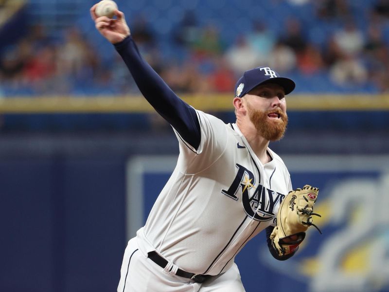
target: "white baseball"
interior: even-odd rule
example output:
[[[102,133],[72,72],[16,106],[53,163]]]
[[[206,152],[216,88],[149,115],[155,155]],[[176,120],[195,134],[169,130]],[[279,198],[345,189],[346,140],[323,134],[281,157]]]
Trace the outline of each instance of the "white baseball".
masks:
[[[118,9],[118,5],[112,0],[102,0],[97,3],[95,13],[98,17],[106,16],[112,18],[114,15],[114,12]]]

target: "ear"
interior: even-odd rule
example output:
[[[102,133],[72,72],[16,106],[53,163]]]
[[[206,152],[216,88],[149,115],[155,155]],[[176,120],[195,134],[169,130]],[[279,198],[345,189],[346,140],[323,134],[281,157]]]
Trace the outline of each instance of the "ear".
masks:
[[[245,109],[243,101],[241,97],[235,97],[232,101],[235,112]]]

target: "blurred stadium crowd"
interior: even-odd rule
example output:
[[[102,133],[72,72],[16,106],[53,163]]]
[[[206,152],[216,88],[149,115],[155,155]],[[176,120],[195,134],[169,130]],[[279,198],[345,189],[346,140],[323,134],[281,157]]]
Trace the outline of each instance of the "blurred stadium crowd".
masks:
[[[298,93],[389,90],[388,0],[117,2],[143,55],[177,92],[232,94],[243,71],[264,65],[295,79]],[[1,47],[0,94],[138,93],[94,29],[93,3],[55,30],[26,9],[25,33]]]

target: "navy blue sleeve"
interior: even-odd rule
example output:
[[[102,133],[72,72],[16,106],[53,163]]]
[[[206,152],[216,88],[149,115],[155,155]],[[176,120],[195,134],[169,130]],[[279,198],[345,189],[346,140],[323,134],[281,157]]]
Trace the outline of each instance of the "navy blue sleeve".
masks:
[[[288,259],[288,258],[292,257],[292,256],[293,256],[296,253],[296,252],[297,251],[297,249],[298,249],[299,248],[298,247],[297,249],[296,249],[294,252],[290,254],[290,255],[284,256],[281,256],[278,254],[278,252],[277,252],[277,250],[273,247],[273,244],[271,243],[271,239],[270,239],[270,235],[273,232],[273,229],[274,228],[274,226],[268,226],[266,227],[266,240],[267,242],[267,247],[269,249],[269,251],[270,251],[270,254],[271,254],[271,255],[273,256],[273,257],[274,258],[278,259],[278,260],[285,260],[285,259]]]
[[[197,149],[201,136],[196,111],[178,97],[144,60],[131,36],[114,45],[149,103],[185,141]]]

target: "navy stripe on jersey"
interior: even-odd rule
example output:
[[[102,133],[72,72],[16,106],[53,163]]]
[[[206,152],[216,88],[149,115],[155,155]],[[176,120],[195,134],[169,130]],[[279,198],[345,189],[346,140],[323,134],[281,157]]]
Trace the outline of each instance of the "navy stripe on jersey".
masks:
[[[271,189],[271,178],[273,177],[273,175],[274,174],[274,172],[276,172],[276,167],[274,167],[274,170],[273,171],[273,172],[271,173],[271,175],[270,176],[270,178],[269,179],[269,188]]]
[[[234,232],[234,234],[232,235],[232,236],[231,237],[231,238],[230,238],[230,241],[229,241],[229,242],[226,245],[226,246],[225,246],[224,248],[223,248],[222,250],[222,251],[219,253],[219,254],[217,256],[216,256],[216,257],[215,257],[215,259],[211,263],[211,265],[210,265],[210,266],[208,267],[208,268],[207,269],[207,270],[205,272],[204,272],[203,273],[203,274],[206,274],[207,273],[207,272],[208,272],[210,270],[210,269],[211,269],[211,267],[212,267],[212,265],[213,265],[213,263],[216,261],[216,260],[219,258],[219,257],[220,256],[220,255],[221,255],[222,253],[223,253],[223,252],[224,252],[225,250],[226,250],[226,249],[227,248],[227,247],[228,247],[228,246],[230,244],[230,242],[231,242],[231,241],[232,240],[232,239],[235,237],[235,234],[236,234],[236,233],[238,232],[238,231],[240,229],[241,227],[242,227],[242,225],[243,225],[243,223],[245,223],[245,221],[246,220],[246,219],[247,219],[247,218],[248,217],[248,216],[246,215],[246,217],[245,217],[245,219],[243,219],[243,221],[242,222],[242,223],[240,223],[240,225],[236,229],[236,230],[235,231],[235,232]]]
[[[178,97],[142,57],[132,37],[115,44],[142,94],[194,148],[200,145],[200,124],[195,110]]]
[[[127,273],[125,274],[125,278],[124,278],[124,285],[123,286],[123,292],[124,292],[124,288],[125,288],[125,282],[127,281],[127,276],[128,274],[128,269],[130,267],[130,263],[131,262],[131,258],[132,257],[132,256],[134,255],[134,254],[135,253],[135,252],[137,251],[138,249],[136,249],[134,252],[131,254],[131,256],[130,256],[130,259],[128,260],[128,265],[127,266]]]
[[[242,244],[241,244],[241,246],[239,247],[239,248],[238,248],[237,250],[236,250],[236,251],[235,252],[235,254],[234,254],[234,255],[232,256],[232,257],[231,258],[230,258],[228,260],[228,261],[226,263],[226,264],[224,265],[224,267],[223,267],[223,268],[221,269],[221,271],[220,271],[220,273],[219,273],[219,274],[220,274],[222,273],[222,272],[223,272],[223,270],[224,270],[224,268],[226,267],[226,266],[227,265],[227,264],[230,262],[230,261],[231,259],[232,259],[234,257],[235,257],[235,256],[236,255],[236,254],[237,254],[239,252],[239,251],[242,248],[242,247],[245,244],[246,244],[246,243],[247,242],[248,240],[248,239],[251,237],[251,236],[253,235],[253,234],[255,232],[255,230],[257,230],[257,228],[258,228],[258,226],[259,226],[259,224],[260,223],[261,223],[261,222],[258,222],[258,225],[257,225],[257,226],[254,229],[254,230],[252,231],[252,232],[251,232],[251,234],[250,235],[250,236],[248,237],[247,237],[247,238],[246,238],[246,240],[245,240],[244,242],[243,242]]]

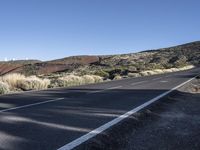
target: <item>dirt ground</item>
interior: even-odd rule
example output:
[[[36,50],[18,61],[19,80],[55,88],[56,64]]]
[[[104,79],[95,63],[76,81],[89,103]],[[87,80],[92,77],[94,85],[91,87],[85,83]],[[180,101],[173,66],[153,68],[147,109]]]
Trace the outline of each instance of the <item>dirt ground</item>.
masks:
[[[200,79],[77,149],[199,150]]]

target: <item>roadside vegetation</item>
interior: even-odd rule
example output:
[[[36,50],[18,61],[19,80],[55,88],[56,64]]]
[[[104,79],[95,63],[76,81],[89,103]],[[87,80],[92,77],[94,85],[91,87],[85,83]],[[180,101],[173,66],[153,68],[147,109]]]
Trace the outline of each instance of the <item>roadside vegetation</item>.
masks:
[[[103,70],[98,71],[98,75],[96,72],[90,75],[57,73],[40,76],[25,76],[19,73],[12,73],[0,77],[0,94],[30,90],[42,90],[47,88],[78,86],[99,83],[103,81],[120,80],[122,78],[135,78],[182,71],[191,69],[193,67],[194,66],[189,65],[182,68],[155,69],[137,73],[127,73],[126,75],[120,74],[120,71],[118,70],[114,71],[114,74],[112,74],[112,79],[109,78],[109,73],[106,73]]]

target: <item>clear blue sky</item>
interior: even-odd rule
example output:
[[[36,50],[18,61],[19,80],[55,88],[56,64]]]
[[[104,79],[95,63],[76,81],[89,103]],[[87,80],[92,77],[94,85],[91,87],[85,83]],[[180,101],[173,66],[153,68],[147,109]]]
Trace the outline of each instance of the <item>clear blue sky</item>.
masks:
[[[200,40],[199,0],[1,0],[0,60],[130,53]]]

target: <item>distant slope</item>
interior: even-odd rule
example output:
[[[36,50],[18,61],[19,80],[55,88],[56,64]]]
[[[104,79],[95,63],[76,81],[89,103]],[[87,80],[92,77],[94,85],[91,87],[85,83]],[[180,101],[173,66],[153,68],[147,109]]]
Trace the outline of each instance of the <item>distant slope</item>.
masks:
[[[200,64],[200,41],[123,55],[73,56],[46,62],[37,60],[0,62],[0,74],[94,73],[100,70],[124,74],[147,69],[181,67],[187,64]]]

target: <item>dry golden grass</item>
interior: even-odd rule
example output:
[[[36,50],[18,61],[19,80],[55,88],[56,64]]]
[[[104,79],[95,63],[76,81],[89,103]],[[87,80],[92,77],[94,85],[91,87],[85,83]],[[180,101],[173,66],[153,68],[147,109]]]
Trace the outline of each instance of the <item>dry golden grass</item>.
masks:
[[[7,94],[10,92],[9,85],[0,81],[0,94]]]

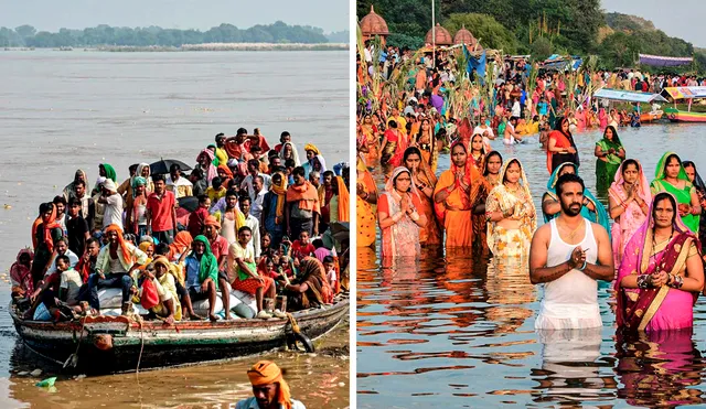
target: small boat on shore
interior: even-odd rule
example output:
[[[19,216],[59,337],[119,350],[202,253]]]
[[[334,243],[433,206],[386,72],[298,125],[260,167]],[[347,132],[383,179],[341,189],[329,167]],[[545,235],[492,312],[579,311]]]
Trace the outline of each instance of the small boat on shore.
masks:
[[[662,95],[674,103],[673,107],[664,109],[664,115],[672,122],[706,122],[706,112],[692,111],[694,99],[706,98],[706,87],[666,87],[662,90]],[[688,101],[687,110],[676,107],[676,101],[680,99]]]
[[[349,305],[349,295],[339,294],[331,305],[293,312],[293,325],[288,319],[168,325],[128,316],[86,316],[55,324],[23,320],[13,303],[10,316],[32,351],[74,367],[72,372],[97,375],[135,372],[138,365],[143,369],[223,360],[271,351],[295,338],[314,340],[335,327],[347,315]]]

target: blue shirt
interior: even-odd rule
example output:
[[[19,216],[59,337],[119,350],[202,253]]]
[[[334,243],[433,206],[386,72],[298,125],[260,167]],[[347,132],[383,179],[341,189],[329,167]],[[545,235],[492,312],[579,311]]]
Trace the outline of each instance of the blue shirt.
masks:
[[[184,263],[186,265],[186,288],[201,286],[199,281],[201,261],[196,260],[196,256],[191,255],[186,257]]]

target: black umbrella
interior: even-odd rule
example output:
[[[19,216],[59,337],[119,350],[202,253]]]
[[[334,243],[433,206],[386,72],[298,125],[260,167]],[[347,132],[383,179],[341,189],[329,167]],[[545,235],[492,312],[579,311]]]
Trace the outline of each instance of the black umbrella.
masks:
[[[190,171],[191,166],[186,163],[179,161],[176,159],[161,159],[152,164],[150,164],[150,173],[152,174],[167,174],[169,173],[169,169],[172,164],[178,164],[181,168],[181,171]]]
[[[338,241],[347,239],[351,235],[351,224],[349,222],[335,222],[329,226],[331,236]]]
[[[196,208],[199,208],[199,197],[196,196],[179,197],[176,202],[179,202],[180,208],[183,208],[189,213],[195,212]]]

__________________________________________________

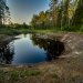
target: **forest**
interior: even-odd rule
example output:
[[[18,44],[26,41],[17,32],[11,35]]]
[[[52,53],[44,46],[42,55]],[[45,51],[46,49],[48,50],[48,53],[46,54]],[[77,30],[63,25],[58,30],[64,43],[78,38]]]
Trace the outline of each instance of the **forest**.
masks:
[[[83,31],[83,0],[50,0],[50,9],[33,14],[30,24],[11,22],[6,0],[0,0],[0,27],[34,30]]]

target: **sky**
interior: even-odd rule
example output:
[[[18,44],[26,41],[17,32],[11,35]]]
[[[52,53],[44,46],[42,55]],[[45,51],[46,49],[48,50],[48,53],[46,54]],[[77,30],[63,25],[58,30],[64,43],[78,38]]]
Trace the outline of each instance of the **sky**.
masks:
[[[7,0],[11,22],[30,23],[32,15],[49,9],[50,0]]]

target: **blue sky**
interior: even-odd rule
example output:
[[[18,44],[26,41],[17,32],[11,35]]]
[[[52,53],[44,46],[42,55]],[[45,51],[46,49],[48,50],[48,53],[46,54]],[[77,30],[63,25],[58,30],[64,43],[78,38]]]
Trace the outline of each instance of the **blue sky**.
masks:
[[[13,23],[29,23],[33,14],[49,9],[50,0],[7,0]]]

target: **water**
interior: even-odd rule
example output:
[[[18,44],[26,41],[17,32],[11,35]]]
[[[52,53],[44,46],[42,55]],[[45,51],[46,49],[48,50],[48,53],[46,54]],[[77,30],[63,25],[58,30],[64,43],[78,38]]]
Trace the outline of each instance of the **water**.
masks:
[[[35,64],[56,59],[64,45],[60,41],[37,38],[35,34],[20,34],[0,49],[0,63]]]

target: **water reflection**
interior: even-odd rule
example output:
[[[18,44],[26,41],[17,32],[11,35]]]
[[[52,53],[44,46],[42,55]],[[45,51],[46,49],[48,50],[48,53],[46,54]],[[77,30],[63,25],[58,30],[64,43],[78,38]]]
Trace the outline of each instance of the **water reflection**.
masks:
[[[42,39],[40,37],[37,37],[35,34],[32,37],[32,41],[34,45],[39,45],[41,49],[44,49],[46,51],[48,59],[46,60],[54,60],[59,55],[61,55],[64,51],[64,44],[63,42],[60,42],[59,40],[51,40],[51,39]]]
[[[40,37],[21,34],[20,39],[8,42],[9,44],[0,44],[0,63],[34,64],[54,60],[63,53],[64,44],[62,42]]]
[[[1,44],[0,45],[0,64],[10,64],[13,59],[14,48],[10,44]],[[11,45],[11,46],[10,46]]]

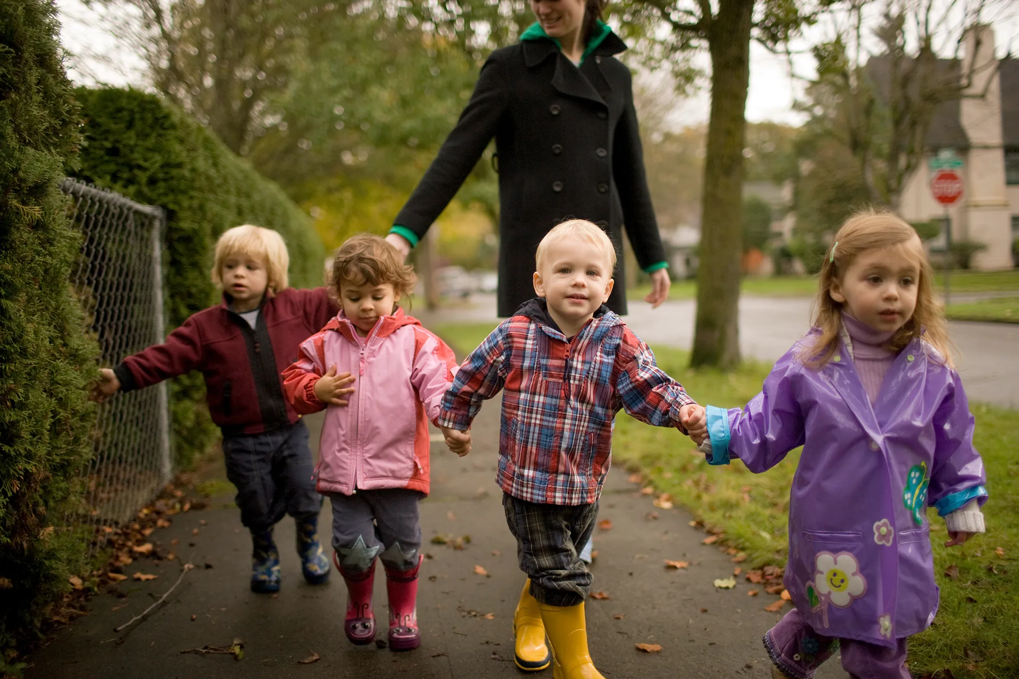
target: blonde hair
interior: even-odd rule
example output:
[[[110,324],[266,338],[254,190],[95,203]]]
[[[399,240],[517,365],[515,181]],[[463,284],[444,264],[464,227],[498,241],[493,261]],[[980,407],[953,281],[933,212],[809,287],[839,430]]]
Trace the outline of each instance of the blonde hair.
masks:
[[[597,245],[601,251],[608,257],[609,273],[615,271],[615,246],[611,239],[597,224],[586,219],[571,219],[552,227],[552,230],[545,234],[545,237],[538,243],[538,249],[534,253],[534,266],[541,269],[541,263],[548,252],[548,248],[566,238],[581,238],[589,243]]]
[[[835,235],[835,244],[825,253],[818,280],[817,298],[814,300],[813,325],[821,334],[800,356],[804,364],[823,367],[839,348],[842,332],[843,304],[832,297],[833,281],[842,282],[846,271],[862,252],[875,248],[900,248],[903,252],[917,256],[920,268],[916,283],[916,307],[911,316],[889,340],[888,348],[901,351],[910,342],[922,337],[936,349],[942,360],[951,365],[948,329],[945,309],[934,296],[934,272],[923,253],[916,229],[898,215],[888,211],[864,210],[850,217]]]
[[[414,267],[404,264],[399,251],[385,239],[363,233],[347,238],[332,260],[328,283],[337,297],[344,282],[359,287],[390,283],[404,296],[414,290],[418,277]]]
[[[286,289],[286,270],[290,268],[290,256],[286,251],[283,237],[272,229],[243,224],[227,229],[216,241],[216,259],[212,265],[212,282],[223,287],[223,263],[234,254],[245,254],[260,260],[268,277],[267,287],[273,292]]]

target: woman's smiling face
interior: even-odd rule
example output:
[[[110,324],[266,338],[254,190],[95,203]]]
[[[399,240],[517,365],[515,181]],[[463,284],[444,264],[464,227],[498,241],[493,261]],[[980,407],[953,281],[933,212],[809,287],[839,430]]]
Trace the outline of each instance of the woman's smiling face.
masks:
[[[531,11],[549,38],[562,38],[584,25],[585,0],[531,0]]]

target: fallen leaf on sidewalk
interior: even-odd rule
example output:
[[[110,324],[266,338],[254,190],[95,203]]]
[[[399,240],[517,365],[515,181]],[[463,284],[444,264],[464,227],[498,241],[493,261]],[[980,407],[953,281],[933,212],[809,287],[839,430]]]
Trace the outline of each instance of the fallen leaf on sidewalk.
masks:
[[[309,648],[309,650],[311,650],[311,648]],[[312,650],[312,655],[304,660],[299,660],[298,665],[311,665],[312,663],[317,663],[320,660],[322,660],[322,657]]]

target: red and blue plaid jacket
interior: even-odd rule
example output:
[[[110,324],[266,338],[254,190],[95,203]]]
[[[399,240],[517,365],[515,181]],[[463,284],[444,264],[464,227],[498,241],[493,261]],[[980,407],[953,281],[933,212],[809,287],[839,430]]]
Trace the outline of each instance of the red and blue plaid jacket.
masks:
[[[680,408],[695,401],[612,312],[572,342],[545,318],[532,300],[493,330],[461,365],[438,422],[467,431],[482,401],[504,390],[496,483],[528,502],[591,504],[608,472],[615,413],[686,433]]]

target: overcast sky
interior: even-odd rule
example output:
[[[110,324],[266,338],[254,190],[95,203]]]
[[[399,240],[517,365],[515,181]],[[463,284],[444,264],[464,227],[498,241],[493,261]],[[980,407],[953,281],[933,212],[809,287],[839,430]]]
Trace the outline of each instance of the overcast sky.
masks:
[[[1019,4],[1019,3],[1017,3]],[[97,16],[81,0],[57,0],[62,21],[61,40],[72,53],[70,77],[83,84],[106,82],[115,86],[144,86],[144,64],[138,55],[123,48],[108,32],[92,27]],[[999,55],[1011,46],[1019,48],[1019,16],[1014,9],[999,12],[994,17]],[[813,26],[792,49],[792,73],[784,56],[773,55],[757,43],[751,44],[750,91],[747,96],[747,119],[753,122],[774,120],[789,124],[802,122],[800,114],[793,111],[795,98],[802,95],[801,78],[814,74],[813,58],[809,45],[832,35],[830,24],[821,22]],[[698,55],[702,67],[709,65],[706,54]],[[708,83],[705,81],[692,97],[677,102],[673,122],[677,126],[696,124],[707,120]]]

__________________________________________________

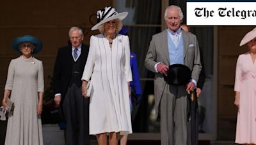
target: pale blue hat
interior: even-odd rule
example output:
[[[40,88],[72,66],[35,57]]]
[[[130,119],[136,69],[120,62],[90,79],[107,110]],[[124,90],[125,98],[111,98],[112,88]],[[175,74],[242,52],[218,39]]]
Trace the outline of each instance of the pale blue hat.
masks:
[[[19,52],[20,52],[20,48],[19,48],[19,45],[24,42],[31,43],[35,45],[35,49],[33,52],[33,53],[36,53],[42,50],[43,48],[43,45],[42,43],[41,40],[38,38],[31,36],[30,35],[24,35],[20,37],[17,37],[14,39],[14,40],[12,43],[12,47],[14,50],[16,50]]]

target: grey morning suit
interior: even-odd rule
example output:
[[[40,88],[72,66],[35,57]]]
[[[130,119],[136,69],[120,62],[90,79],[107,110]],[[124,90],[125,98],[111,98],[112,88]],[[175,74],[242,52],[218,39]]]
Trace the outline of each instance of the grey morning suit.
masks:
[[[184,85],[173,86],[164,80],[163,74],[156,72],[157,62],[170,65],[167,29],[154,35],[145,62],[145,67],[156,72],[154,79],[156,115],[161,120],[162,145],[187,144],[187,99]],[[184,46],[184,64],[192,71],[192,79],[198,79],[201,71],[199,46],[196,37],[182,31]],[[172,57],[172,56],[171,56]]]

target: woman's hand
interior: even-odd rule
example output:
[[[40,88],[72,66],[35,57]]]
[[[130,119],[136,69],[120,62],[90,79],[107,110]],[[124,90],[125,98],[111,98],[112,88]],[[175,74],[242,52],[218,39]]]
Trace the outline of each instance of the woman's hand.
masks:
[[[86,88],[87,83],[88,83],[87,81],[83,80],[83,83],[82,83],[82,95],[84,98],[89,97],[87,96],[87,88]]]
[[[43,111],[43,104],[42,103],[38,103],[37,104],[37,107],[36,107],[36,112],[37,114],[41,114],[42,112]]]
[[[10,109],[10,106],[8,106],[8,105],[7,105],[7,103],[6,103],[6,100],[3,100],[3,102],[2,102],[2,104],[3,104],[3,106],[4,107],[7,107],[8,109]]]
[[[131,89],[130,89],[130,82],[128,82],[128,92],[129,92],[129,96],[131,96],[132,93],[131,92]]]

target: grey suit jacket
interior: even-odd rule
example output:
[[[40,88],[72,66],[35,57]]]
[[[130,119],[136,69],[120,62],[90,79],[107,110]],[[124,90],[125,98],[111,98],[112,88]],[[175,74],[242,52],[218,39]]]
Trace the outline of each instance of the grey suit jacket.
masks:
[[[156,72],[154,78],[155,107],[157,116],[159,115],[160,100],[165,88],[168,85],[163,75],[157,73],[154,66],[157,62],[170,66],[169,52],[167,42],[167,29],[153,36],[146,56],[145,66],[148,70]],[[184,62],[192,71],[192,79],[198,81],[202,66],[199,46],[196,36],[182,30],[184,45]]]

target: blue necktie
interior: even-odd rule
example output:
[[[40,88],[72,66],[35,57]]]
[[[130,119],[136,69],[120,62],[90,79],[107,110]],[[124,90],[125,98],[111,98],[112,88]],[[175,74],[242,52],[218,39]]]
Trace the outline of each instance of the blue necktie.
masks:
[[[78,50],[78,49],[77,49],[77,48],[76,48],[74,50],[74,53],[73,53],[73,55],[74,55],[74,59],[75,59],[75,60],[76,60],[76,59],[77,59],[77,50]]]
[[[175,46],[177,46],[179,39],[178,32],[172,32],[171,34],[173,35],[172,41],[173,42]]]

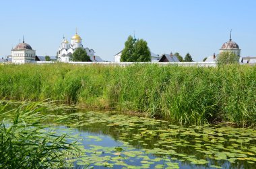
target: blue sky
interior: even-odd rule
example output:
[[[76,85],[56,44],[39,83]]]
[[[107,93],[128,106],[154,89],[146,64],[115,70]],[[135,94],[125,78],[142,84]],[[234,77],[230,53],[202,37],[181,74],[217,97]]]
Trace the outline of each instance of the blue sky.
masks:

__________________________________________________

[EXERCISE OBJECTIVE]
Pick out each line of the listing above that contains the word "navy", and copy those lines.

[TASK SOLUTION]
target: "navy blue sleeve"
Trace the outline of each instance of the "navy blue sleeve".
target: "navy stripe on jersey"
Trace the outline of each instance of the "navy stripe on jersey".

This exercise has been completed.